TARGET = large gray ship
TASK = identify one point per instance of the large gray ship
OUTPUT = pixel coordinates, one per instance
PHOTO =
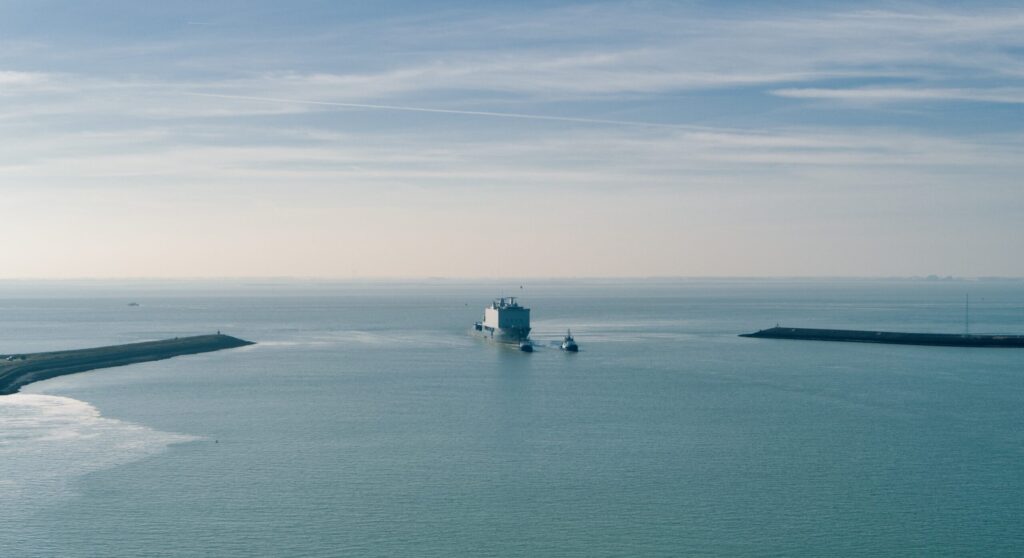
(506, 322)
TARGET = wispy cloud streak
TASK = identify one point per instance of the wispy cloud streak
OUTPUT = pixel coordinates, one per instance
(488, 114)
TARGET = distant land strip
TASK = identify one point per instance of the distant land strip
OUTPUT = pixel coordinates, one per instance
(894, 338)
(19, 370)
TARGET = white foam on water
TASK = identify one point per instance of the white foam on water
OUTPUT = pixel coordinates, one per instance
(46, 441)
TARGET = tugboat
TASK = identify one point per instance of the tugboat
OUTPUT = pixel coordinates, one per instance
(568, 344)
(506, 322)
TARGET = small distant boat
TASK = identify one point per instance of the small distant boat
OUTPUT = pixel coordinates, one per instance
(568, 344)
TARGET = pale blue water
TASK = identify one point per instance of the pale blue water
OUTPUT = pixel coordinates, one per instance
(367, 422)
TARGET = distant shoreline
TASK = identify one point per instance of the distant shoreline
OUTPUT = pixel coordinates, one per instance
(19, 370)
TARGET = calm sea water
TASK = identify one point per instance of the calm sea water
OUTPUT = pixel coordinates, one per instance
(368, 422)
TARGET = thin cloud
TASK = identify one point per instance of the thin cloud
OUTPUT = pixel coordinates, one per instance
(903, 94)
(488, 114)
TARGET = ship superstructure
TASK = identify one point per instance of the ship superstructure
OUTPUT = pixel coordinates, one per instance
(505, 322)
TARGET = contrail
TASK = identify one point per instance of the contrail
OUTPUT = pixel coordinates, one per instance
(465, 113)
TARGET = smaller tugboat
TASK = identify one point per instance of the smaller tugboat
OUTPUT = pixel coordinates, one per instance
(568, 344)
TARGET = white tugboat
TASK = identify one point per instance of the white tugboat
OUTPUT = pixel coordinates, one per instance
(506, 322)
(568, 344)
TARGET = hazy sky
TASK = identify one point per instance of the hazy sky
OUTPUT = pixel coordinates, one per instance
(343, 139)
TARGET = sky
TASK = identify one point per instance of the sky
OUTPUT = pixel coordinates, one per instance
(513, 139)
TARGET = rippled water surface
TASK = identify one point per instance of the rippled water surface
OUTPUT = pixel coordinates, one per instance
(368, 422)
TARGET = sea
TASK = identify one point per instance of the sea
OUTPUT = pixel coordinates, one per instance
(368, 421)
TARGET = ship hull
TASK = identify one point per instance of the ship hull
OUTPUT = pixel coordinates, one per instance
(894, 338)
(506, 336)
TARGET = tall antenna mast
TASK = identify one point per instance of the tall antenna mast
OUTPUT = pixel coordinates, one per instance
(967, 314)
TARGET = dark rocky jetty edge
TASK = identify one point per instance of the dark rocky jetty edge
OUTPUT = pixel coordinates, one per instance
(19, 370)
(896, 338)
════════════════
__TASK INSTRUCTIONS__.
Leaving out every picture, repeat the records above exactly as they stand.

__YOUR RESPONSE__.
TARGET = large gray ship
TASK = identify one point per instance of the large gray ship
OUTPUT = pixel coordinates, one per instance
PHOTO =
(506, 322)
TARGET = wispy cloud streak
TASK = identify one point per instance of the wispy cloud streak
OUTPUT = pixel coordinates, one per instance
(488, 114)
TARGET = distant land strip
TASK = identify one point per instance of the distant land strip
OUTPUT = pixel coordinates, one per instance
(894, 338)
(19, 370)
TARGET = white foam on water
TASK = identify one point per instance of the white foam on water
OUTPUT = pixel coordinates, one per instance
(46, 441)
TARGET = tugboat
TASK = identify one point per instance of the tugboat
OUTPUT = pixel coordinates, one per instance
(568, 344)
(506, 322)
TARGET = small distant boat
TASK = identify one point per instance of the small distant boat
OUTPUT = pixel coordinates, one per instance
(568, 344)
TARGET = pale blue water
TASK = identify one point per instance of the pale blue water
OUTPUT = pixel coordinates, one per instance
(367, 422)
TARGET = distant shoreline
TASK = identify one point per instance of the distant shoreline
OUTPUT = pixel coordinates, one per instance
(19, 370)
TARGET = calm sea water
TASK = identify one point per instance of the calm sea water
OUTPUT = pixel coordinates, one per instance
(368, 422)
TARGET = thin cloud
TASK = identify one point per instance of the thin cloud
OUTPUT = pixel coordinates, one per instance
(903, 94)
(488, 114)
TARGET = ship superstructure
TASK = identify one point per instance of the ship superstructure
OUTPUT = pixel coordinates, one per instance
(505, 322)
TARGET = contrail
TASK = identify one point per instance of the contrail
OUTPUT = pixel coordinates, one per instance
(465, 113)
TARGET = smaller tugboat
TASK = identify one point per instance of the smaller tugboat
OUTPUT = pixel coordinates, one per instance
(568, 344)
TARGET = white tugboat
TASK = identify one point per instance of the white tugboat
OUTPUT = pixel coordinates, one per instance
(506, 322)
(568, 344)
TARGET = hazy sky
TASK = identify one point per instance of the hazy sky
OUTPUT = pixel coordinates, one per instance
(343, 139)
TARGET = sky
TASK = identify one point per instance of the sky
OUTPUT = pixel coordinates, one per instance
(513, 139)
TARGET = rippled water surface
TASK = identify one point per instance of the rippled water surface
OUTPUT = pixel coordinates, one per instance
(368, 422)
TARGET = sea
TASK = identify one point per instance of the sea
OUTPUT = pixel coordinates, one per instance
(368, 421)
TARGET = ship hull
TASK = identify one point per instance of the ship hull
OUTPUT = pixel coordinates, one per instance
(894, 338)
(506, 336)
TARGET = tall antenna mast
TASK = identify one point per instance of the tall antenna mast
OUTPUT = pixel coordinates, one per instance
(967, 314)
TARGET = dark rocky jetty edge
TASK = identify one point per instance of the dark rocky jetty edge
OUTPUT = pixel coordinates, one per instance
(19, 370)
(896, 338)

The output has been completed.